-- Start of Document extract --

You answered your own question about "why use owls" right there. However there's also a non-zero chance it's a reference to the Owl Service by Alan Garner which while not about a postal service sounds like it could be.
Are you saying the reason is becasue they are nocturnal or that things happen because they are purely fantastical? Either one of these is a shallow fucking reason...

It could have been explained that there are serious hurdles with transmitting messages through magical means, that it's something students would definitely struggle with and spend most their adult lives mastering and few if any ever learn how or perhaps voldermort and his agents are always listening and physical communication is the preferred method. See how this adds actual world building and answers questions like "why not teleport the message or speak it and deliver upon the winds.".

Though that doesn't answer the question of why don't they just use a fucking cellphone or a land line to communicate with one another? Perhaps technology and magic arent compatible,? How about a simple telegraph? Is the wizarding world really that inhospitable to technology? If magic and electricity cant coexist then it needs to be explained why this is the case. A setting with some depth wont just hand wave it off as "magic I don't have to explain shit.". What is it about magic that causes such interference with muggle devices?

Failing all of this, why not just use fucking mail men? In a world where I have to do my banking through greedy jew goblins, I cant trust my mail with another wizard or some sort of magic creature? I have to rely on a bird?

If voldemort is basically magic hitler, why doesn't any one just shoot him with a fucking gun? Can't some one just call up the American wizards to take care of the problem?

At the end of the day it's a children's story, it has as much depth as it needs (its shallow) for its story to be told. Defending it as though its something more is as stupid as attacking for what it isnt.
 
JKR just made a long post addressing the Emma Watson situation.

Her post made me cry though to be fair, I am a massive pussy.

Privileged women who say there’s no problem with trannies in women only spaces because they’ll literally never be in the position to see the problem, and then dare to call themselves feminists are disgusting.

I hope Emma reads the post and is ashamed of herself for what she’s done.
 
Rowling spinned a yarn like possibly no other writer we've ever seen, but from having read all those books I can tell you it was all done on the fly. Stuff like "jews went to Hogwarts" and "Dumbledore is gay" was all off the cuff, and she sticks with it, that's what's she's good at. Her entire story is off the cuff. She didn't spend weeks agonizing over secret backstory and plots the reader would never read or be made aware of, she didn't develop entire languages and cultures spanning hundreds of years for her eyes only. She's not Tolkien or Martin in this regard.

-- End of Document extract --

Goal a → Please reproduce everything in the records from the line containing "Place one marker on every instance of the rocky peak, position" down to the line containing "pixel 400 294", both included.
The forum posts above have no connection to the records that come next.

-- Start of Data section --

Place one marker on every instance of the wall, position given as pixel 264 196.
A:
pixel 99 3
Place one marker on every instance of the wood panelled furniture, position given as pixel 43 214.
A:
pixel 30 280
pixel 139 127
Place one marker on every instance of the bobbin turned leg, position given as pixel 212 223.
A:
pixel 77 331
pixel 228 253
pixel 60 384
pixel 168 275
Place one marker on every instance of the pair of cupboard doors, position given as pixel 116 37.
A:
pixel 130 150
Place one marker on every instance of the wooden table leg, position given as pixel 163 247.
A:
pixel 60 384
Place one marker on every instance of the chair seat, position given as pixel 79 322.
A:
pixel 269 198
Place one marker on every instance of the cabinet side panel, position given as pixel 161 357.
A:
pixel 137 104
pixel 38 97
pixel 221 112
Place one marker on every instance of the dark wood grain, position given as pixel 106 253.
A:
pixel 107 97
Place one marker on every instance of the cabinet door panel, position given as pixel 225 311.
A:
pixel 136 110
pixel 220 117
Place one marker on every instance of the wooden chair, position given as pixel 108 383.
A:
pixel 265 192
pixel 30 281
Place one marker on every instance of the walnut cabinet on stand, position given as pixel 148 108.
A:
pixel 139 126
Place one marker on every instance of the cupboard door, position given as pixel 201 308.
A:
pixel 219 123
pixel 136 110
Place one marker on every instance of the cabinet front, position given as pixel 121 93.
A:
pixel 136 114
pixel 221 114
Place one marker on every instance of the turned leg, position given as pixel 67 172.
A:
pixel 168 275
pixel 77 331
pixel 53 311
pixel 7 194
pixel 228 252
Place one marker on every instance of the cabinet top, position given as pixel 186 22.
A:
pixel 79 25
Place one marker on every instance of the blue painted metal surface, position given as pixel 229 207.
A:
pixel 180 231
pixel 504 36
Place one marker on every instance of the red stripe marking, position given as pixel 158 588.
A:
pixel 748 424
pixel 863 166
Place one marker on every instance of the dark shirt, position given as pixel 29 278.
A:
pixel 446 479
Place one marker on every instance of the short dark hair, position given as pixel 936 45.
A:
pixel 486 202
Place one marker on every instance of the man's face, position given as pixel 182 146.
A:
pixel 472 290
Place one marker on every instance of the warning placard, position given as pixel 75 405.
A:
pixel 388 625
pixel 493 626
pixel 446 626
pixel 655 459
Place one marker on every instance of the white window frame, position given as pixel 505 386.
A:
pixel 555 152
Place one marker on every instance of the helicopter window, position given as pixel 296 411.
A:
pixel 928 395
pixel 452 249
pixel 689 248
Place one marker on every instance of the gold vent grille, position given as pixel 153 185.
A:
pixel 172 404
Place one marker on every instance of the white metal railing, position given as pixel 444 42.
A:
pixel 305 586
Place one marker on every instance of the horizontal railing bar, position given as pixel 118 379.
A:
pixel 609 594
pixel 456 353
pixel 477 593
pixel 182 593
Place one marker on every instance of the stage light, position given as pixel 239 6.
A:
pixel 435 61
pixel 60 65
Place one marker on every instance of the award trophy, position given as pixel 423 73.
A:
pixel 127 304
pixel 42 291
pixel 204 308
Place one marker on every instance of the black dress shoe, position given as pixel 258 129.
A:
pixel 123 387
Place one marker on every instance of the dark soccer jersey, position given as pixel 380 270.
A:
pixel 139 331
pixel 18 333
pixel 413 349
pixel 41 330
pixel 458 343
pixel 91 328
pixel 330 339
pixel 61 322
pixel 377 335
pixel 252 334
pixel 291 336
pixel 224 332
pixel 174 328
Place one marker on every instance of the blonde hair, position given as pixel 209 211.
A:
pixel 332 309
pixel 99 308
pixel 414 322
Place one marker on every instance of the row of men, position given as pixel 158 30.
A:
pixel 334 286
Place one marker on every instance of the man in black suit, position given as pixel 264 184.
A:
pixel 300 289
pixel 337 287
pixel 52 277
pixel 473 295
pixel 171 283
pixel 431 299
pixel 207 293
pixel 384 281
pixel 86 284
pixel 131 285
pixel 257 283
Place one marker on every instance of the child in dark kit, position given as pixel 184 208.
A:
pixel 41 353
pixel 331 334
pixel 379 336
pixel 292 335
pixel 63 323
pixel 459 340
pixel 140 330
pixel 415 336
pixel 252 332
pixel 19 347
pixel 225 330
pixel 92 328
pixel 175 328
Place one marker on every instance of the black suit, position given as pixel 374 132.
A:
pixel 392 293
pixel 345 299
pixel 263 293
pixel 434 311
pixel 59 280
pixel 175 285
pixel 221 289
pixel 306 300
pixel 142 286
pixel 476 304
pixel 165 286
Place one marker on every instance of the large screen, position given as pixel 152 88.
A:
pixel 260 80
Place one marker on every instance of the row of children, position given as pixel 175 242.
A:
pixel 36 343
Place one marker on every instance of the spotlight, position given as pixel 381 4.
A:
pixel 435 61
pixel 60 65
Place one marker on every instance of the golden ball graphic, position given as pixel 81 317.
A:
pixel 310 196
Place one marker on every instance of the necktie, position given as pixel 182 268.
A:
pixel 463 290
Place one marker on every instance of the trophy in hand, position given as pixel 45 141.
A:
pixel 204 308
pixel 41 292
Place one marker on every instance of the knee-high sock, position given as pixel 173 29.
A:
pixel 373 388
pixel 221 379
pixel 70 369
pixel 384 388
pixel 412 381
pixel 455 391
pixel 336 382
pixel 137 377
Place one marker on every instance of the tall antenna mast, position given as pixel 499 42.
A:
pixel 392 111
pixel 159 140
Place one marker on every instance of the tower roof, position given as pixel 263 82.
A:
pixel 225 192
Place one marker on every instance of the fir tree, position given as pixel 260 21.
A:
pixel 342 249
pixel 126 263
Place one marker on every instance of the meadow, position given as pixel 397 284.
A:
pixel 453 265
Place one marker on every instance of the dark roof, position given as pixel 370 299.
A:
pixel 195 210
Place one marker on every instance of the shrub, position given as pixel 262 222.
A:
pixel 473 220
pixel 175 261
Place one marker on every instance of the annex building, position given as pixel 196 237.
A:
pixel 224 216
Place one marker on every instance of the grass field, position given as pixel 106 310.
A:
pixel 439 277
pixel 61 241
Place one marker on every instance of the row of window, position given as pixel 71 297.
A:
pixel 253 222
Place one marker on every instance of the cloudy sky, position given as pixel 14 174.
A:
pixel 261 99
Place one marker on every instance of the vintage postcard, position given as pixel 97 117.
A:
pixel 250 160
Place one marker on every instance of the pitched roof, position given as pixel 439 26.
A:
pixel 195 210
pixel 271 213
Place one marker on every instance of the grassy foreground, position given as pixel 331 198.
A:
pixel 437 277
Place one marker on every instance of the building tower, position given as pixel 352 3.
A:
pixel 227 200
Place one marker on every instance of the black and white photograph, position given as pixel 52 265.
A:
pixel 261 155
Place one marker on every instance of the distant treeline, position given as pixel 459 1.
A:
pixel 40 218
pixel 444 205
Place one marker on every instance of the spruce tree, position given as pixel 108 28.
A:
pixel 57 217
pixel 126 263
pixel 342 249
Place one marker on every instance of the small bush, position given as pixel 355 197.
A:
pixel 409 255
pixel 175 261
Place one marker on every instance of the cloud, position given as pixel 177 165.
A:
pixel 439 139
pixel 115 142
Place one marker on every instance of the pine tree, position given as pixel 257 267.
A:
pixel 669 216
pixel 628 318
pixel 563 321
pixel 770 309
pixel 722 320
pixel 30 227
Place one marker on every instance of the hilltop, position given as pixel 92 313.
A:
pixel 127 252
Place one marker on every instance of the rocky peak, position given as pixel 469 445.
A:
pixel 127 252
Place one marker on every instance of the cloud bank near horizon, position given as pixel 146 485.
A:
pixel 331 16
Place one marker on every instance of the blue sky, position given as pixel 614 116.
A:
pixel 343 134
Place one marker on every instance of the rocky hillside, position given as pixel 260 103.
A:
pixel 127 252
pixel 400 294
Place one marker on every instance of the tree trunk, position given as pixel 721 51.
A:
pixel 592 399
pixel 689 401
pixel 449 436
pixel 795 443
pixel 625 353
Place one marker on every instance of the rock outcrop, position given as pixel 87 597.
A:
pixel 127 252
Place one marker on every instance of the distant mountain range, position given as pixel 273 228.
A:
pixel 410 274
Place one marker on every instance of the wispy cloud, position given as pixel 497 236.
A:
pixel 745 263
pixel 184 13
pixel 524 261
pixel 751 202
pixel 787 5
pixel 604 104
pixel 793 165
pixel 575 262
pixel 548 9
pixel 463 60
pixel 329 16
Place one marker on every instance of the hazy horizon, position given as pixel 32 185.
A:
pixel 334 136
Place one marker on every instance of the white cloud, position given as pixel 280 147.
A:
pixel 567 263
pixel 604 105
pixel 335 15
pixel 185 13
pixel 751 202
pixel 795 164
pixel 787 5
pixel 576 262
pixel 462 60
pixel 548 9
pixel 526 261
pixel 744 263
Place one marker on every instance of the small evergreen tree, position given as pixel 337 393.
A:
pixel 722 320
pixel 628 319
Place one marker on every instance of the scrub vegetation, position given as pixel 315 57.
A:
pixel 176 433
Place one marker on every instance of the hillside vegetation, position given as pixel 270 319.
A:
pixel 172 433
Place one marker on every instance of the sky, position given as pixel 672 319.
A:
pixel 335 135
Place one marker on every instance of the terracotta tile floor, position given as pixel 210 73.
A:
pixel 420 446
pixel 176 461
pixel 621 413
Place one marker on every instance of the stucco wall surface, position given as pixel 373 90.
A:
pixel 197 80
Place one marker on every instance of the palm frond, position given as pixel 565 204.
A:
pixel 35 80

-- End of Data section --

Goal b → List every writer named in the forum posts.

Correct result a →
Place one marker on every instance of the rocky peak, position given as pixel 469 445.
A:
pixel 127 252
Place one marker on every instance of the cloud bank near horizon, position given as pixel 146 485.
A:
pixel 331 16
Place one marker on every instance of the blue sky, position given as pixel 614 116.
A:
pixel 343 134
Place one marker on every instance of the rocky hillside, position given as pixel 260 103.
A:
pixel 127 252
pixel 400 294

Correct result b → Alan Garner, Rowling (JKR), Tolkien, Martin